Exercise
Quote every one of the entries below verbatim, leaving the pictures out.
··· Information provided
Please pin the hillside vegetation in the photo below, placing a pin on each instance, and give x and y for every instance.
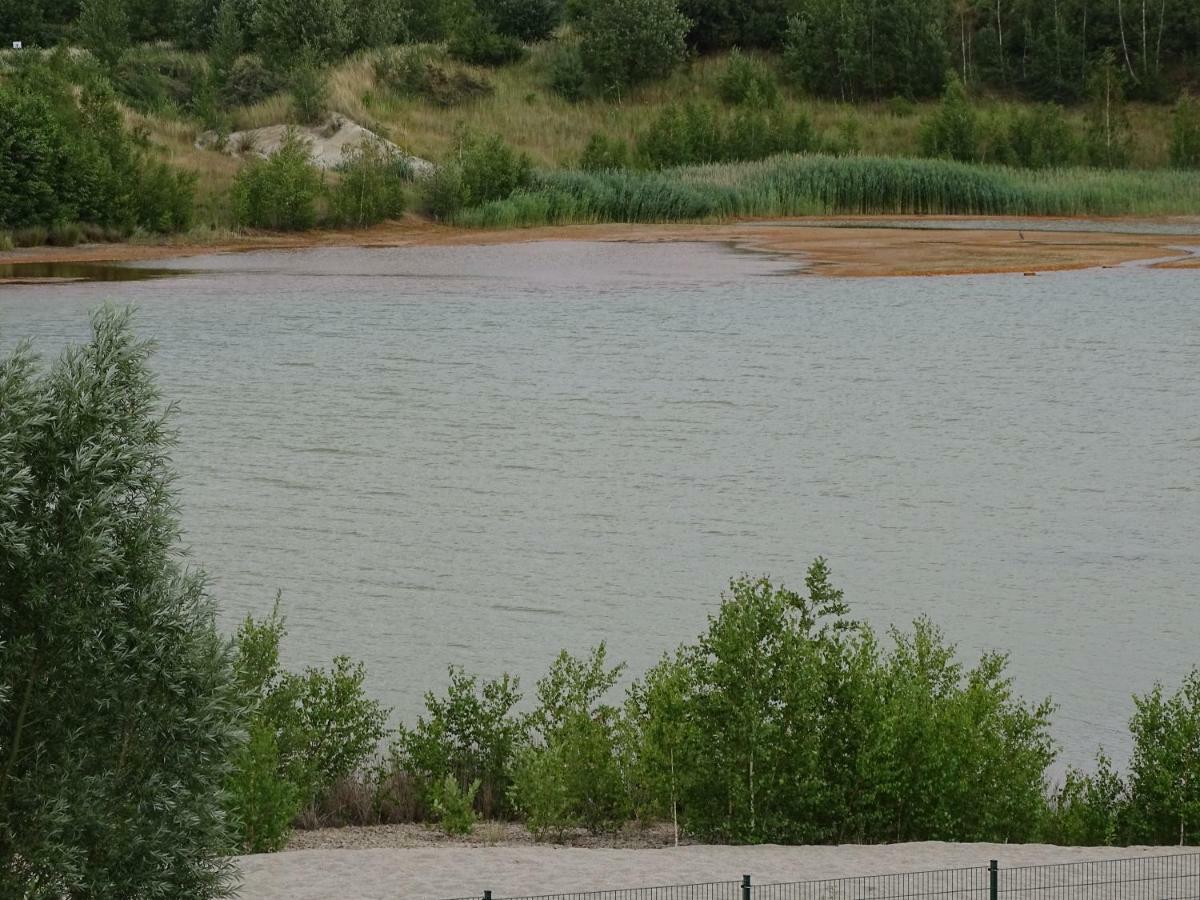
(1042, 102)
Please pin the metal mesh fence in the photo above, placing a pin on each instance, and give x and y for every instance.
(1167, 877)
(1161, 877)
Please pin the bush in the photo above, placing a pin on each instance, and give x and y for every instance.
(310, 91)
(454, 807)
(1186, 133)
(414, 72)
(627, 42)
(604, 154)
(485, 169)
(953, 131)
(469, 737)
(747, 79)
(250, 82)
(1041, 138)
(1164, 772)
(567, 75)
(573, 775)
(279, 193)
(371, 187)
(117, 718)
(477, 41)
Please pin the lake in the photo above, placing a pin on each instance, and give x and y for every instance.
(483, 455)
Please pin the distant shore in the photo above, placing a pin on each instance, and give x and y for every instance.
(847, 247)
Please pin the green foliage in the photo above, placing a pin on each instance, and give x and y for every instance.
(105, 30)
(310, 90)
(604, 154)
(417, 72)
(749, 81)
(1042, 138)
(695, 133)
(953, 131)
(852, 49)
(286, 30)
(250, 81)
(1186, 133)
(571, 774)
(627, 42)
(118, 720)
(261, 802)
(307, 731)
(1109, 136)
(66, 156)
(485, 169)
(279, 193)
(469, 737)
(371, 189)
(454, 807)
(1164, 772)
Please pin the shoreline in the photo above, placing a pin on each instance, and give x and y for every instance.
(868, 246)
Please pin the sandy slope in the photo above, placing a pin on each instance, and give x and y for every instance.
(435, 873)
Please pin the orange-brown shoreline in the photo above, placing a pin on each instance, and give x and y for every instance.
(846, 247)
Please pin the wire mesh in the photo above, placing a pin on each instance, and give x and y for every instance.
(1162, 877)
(942, 885)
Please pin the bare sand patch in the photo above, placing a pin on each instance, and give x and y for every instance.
(455, 871)
(857, 247)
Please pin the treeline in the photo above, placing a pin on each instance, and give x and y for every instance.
(785, 721)
(139, 749)
(851, 49)
(66, 157)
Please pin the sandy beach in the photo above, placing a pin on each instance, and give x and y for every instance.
(462, 871)
(846, 247)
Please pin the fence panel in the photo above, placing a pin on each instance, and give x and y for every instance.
(940, 885)
(1165, 877)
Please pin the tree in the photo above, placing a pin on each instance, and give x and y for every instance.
(105, 30)
(953, 131)
(627, 42)
(119, 715)
(1109, 136)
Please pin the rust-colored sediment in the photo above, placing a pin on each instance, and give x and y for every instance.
(858, 247)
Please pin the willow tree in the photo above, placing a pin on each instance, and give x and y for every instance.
(115, 708)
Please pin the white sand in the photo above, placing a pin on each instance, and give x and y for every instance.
(439, 873)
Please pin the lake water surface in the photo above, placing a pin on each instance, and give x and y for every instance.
(483, 455)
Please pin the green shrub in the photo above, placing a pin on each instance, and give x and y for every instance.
(1164, 772)
(627, 42)
(454, 807)
(372, 185)
(118, 718)
(250, 82)
(748, 79)
(477, 41)
(1109, 137)
(279, 193)
(1042, 138)
(567, 76)
(1186, 133)
(261, 801)
(953, 131)
(604, 154)
(571, 775)
(310, 91)
(415, 72)
(485, 169)
(469, 737)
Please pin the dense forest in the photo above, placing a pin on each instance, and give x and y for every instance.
(1042, 49)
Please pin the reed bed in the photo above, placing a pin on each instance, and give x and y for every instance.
(828, 185)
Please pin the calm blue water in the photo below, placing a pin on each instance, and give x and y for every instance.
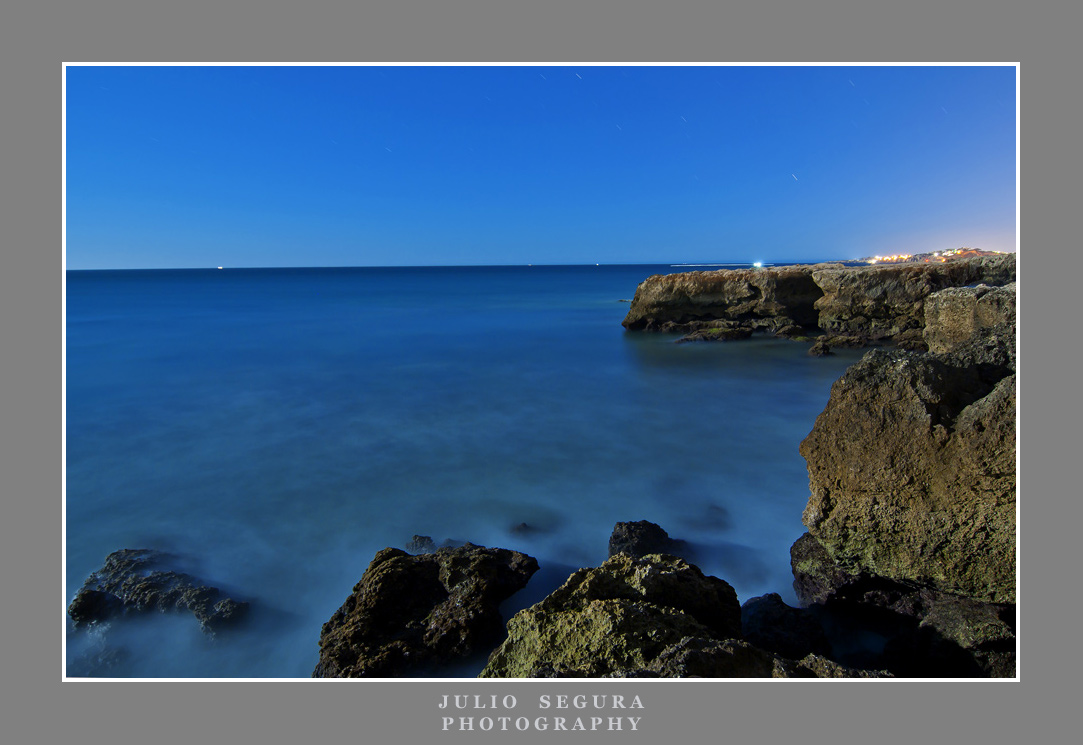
(275, 428)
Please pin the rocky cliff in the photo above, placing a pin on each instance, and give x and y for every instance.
(882, 302)
(409, 612)
(765, 298)
(870, 302)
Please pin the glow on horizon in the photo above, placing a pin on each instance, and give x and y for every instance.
(314, 166)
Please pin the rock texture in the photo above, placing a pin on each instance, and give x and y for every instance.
(616, 617)
(924, 632)
(410, 612)
(139, 580)
(757, 298)
(655, 616)
(877, 302)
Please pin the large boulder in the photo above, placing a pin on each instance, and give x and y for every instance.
(141, 580)
(772, 625)
(911, 518)
(884, 301)
(912, 471)
(413, 612)
(696, 657)
(873, 302)
(757, 298)
(616, 617)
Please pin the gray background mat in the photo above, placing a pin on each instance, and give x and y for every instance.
(37, 39)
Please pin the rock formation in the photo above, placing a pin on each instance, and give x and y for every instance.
(912, 473)
(953, 316)
(911, 518)
(641, 537)
(138, 580)
(409, 612)
(877, 302)
(758, 298)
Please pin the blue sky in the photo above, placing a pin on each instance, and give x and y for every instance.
(173, 167)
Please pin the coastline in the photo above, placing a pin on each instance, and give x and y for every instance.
(775, 313)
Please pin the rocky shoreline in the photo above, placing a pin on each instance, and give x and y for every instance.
(833, 303)
(908, 567)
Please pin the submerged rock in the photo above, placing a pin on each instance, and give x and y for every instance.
(134, 580)
(954, 316)
(717, 334)
(618, 616)
(410, 612)
(420, 545)
(884, 301)
(865, 302)
(912, 470)
(911, 517)
(768, 623)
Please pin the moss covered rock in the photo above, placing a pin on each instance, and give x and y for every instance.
(617, 616)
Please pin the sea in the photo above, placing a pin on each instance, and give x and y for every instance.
(272, 429)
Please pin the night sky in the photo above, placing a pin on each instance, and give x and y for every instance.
(353, 166)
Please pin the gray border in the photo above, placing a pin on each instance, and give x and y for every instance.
(36, 39)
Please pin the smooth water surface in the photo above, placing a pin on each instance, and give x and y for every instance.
(275, 428)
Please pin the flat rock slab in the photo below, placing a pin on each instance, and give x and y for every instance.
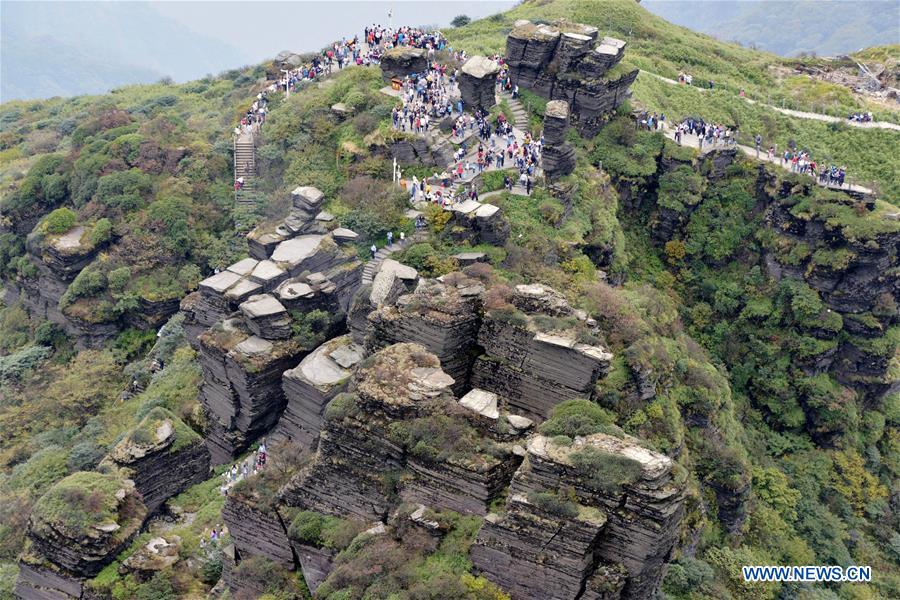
(293, 290)
(70, 240)
(262, 305)
(220, 282)
(480, 67)
(296, 250)
(558, 109)
(254, 345)
(399, 270)
(266, 270)
(244, 267)
(242, 290)
(486, 210)
(466, 206)
(310, 195)
(342, 234)
(482, 402)
(347, 356)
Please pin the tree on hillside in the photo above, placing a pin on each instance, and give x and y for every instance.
(460, 21)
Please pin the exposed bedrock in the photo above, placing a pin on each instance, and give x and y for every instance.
(163, 457)
(309, 387)
(441, 317)
(564, 62)
(477, 80)
(532, 370)
(597, 513)
(374, 449)
(69, 541)
(257, 530)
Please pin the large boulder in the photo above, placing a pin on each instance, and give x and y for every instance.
(477, 81)
(402, 61)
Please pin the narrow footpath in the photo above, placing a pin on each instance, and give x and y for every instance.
(792, 113)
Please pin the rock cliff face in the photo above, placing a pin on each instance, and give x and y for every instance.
(600, 514)
(477, 80)
(76, 529)
(558, 159)
(163, 457)
(244, 354)
(58, 260)
(532, 370)
(396, 419)
(403, 60)
(309, 387)
(564, 62)
(441, 317)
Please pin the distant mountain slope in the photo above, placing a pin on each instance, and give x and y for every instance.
(788, 28)
(44, 52)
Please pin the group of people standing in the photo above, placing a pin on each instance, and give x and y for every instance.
(707, 133)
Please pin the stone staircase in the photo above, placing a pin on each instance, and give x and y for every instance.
(372, 266)
(440, 148)
(245, 166)
(520, 117)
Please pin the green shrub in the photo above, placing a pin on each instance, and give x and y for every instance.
(60, 220)
(579, 417)
(555, 504)
(102, 232)
(118, 279)
(604, 471)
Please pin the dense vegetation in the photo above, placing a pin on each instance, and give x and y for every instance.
······
Output below
Please pin the hillside vegetation in the photo below, placing a pin on each instance, and give x and y for every instance.
(1042, 102)
Please pin the metal mesh fence in the photo above, placing a pin on each instance, and give x and y for every instance.
(1167, 877)
(1161, 877)
Please pin the bush in the photo above, placing a pin on each instance, and give x and y for every instance.
(310, 91)
(454, 807)
(1186, 133)
(414, 72)
(627, 42)
(604, 154)
(485, 169)
(953, 131)
(469, 737)
(747, 79)
(250, 82)
(1041, 138)
(1164, 772)
(567, 75)
(573, 775)
(279, 193)
(371, 187)
(117, 718)
(477, 41)
Please pin the lake in the photo above, placing a pin on each instance, and give x and y for every instance.
(483, 455)
Please pin the distant shore in the photo above, placing a pin on each instance, and give x and y for every instance.
(847, 247)
Please pin the green foliage in the photo above, placing a pin on each instance, and give x and y for every instance.
(105, 30)
(310, 90)
(604, 154)
(417, 72)
(749, 81)
(1042, 138)
(695, 133)
(953, 131)
(852, 49)
(286, 30)
(250, 81)
(1186, 133)
(571, 774)
(627, 42)
(118, 720)
(261, 802)
(307, 731)
(1109, 136)
(66, 156)
(485, 169)
(279, 193)
(469, 737)
(371, 189)
(454, 807)
(1164, 772)
Please pin the shoreline in the photo above, placing a pin on each instance, and give x and y for every instance.
(868, 246)
Please pin the sandy slope in the photo above, placing a pin on each instance, and give x and y for every instance.
(435, 873)
Please pin the orange-brown shoreline in the photo above, placing a pin on each instance, and give x and y for every instance.
(846, 247)
Please pin the wire mesh in the photo above, placing a pin on each instance, and give x and y for every instance.
(1162, 877)
(942, 885)
Please pin the bare sand patch in the photo above, placing a pin on each instance, and give x and y for every instance.
(455, 871)
(857, 247)
Please pin the treeline in the photo above, placing a pin on each instance, and give x and y for every instance.
(785, 721)
(139, 749)
(851, 49)
(66, 157)
Please pin the sandy beach in the photo above, placing a pin on each instance, and give x and y for every instance.
(462, 871)
(846, 247)
Please pin the fence panel in the photo above, placing a pin on each instance, and give x and y for every instance.
(940, 885)
(1165, 877)
Please pin the tree in the photo above, placing a pin on each instance, and give x and y for every instance.
(105, 30)
(953, 131)
(627, 42)
(119, 715)
(1109, 136)
Please pin the rust-colored sediment in the photo above, placing a pin on each instance, and give x and y for every instance.
(858, 247)
Please pin the willow tree in the photo above, placing a pin on each instance, and give x and y for every instance.
(115, 708)
Please pin the white sand in the photo above, placing a pin on each instance, and give x and y for every instance.
(439, 873)
Please pin the lake water surface in the photo above, placing a pin on each instance, and give x and y for every instance.
(483, 455)
Please pin the green shrub in the photo above, placing a pin on each instance, and give x and y for every instance.
(1164, 772)
(627, 42)
(454, 807)
(372, 185)
(118, 718)
(250, 82)
(748, 79)
(477, 41)
(1109, 137)
(279, 193)
(1042, 138)
(567, 76)
(1186, 133)
(261, 801)
(953, 131)
(604, 154)
(571, 775)
(310, 91)
(415, 72)
(485, 169)
(469, 737)
Please pin the dense forest in the photo above, placing a pin on each instance, and give x and y for every instance.
(1042, 49)
Please pin the reed bed in the photo above, placing a pin on each instance, and give x and y for every instance.
(828, 185)
Please pin the calm blue water in the photo below, placing a pin on each instance, and give x and y for every instance.
(275, 428)
Please pin the rocky cliff in the photo above, placing a pin on each instance, and give x and y for every instance.
(882, 302)
(409, 612)
(765, 298)
(870, 302)
Please pin the glow on horizon in the photo above, placing a pin on each instance, and give x and y for every instance.
(314, 166)
Please pin the rock texture in the photo above, placing a pin on each instance, and give x and y for every instance.
(616, 617)
(924, 632)
(410, 612)
(139, 580)
(757, 298)
(655, 616)
(877, 302)
Please pin the large boulder in the photo above, placing a pin on each instance, and give x and y for every instance.
(141, 580)
(772, 625)
(911, 518)
(884, 301)
(912, 471)
(413, 612)
(696, 657)
(873, 302)
(757, 298)
(616, 617)
Please pin the gray background mat in the photo above, placing a pin on each instance, and give x and y for every instance.
(37, 39)
Please pin the rock formation in the photo above, placing a pin on each instance, and give x and y for every instance.
(912, 473)
(953, 316)
(911, 518)
(641, 537)
(138, 580)
(409, 612)
(877, 302)
(758, 298)
Please pin the blue sky in the photo above, placing a pin on each instance, and give x and y for every instance.
(173, 167)
Please pin the coastline in the photo above, placing a pin on each instance, and give x and y for every instance.
(775, 313)
Please pin the rocky shoreline in the photo above, placing a pin on each instance, and give x and y for every instance.
(833, 303)
(908, 567)
Please pin the submerged rock in the photo above, placing a pin on each instance, and give x and y for every instance.
(134, 580)
(954, 316)
(717, 334)
(618, 616)
(410, 612)
(420, 545)
(884, 301)
(865, 302)
(912, 470)
(911, 517)
(768, 623)
Please pin the moss covered rock in the photo above, placing a pin on each instance, and give x and y for every instance.
(617, 616)
Please pin the sea in the photo above, placing a pin on each instance, and give x and y for every instance.
(272, 429)
Please pin the night sky in the photo above, placing a pin on each instance, and give x and y for every instance.
(353, 166)
Please pin the gray border in the photo above, placing a pin on each instance, and give x and y for every instance.
(36, 39)
Please pin the smooth water surface in the photo above, placing a pin on each instance, and give x and y for every instance.
(275, 428)
Please pin the flat rock slab in the photo below, placing a pin on each instance, and give x and y for every instance.
(293, 290)
(70, 240)
(262, 305)
(220, 282)
(480, 67)
(296, 250)
(558, 109)
(254, 345)
(399, 270)
(266, 270)
(244, 267)
(242, 290)
(486, 210)
(466, 206)
(310, 195)
(342, 234)
(482, 402)
(347, 356)
Please pin the tree on hillside in the photo above, placing a pin on each instance, and give x and y for every instance.
(460, 21)
Please pin the exposed bedrock in the photo above, placing a pin on each instance, and give x and y for every instance.
(163, 457)
(309, 387)
(441, 317)
(564, 62)
(477, 80)
(532, 370)
(597, 513)
(374, 449)
(69, 541)
(257, 530)
Please pin the large boulder in the photo above, placing a pin on each instance, and give x and y for every instance.
(477, 81)
(402, 61)
Please pin the narrow footpath in the photo above, placing a pin on each instance, and give x and y for every instance.
(792, 113)
Please pin the rock cliff face in the photo above, placing a pin on each instance, and give x and y for every instance.
(600, 514)
(477, 80)
(76, 529)
(558, 159)
(163, 457)
(244, 354)
(58, 260)
(532, 370)
(396, 419)
(403, 60)
(309, 387)
(564, 62)
(441, 317)
Please pin the distant mountain slope in the photo above, placing a pin on each instance, and give x and y for every instance.
(788, 28)
(44, 52)
Please pin the group of people standing in the photo above, placing a pin on each instance, and give x and y for every instance.
(707, 133)
Please pin the stone staircase in the photo above, placing a pin on each instance, and give x and y for every instance.
(372, 266)
(440, 148)
(245, 166)
(520, 117)
Please pin the green shrub in the photo above, placing a pin on each instance, and give x and y for every instance.
(60, 220)
(579, 417)
(555, 504)
(102, 232)
(118, 279)
(604, 471)
Please pin the dense vegetation in the photo above, placing a pin on each instance, and give x and y for every instance.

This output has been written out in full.